> [DATA EXCERPTS]:

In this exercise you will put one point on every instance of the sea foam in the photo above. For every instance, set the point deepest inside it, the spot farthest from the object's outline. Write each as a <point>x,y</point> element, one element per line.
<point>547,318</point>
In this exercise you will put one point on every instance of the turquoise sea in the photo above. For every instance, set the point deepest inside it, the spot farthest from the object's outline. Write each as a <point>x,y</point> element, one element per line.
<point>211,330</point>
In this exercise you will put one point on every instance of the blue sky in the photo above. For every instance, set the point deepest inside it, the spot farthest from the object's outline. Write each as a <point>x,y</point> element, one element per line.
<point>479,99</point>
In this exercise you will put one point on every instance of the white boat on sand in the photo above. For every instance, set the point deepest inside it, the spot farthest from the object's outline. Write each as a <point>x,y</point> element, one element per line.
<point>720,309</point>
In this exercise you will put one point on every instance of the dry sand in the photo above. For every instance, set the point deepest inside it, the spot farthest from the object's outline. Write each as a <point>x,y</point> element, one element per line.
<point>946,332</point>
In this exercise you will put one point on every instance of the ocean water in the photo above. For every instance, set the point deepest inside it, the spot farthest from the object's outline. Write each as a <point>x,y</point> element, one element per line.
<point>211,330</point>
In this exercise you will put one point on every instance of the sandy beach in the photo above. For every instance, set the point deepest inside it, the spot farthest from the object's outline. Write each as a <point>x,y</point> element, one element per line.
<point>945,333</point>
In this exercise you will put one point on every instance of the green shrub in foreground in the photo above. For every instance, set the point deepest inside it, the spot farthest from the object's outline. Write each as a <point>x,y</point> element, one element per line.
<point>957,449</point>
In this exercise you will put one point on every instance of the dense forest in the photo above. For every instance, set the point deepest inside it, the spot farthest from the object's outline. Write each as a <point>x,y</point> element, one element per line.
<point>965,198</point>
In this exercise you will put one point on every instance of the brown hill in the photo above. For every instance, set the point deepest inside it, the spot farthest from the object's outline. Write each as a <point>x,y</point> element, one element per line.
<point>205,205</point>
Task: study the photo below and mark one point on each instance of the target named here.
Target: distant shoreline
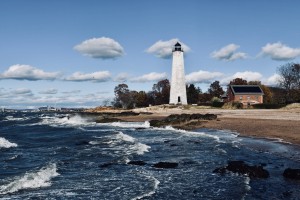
(281, 124)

> [TASK OBJECTIVE]:
Make an exact copy of the records above, one that has none of the pictures.

> [RESULT OF THIS EXERCISE]:
In this exercise you will put one point on every instance of the sea foam in the photo above. For every instance, set the point deepest inside it, the spot farthest from the object's outline. Write each as a <point>x,y</point> element, one element per line.
<point>547,318</point>
In this exercise you will put one point on every instance of the turquoise sea in the photo above. For every instance, set the point deepest inside it, the spot farthest from the object's outline. Write each as a <point>x,y</point> element, one element per line.
<point>211,330</point>
In this exercise you will put one point on every instance of the blue sky in the photo above. For every instance, set the point deepest inside it, the spot farthest from the object's outline. Write each as a <point>x,y</point> element, one element per line.
<point>479,99</point>
In this exercise you will put one point on every instance of the white boat on sand in the photo above. For every instance, set the point deepest inside it, the spot farthest from the object's outline. Write each as a <point>x,y</point> element, one element per line.
<point>720,309</point>
In this exercise you will put one point on every instance of the dry sand in the photo above. For every instance, set the point deepest inside it, the spot farthest from the object's outline. Write each as a <point>x,y</point> element, one element per line.
<point>946,332</point>
In this exercise you will put one point on every instance of the ocean water in the photo above. For every instance, set the point deepest inside it, the spot farthest from the object's outline. Write each as a <point>x,y</point> element, one element per line.
<point>211,330</point>
In this exercise you will put one point on every instance of the sandy beach in the photo above. For every instance, set the point deepest inside it, the spot farthest from the object's outline. Write each as a <point>x,y</point> element, one element per line.
<point>945,333</point>
In this exercise you will put one point on every instance of the green shrub in foreground in the photo above. For every instance, set the point deepest inside it, the spot farthest from the object's outline. Write each as a <point>x,y</point> element, one element per line.
<point>957,449</point>
In this exercise you will put one point on every instance of the dense forest in the photo above. For every instance, set the point deepest inside it, the spot farthest from the object's outline. Write each as a <point>x,y</point> element, one element per line.
<point>965,198</point>
In this exercise you will put one point on every instance of the brown hill in the photo above. For every instance, set the point deepest inside it, the spot farthest from the object's outline. Write each as a <point>x,y</point> element, one element per line.
<point>205,205</point>
Task: study the photo below and mark one point on each instance of the target named here.
Target: distant shoreline
(281, 124)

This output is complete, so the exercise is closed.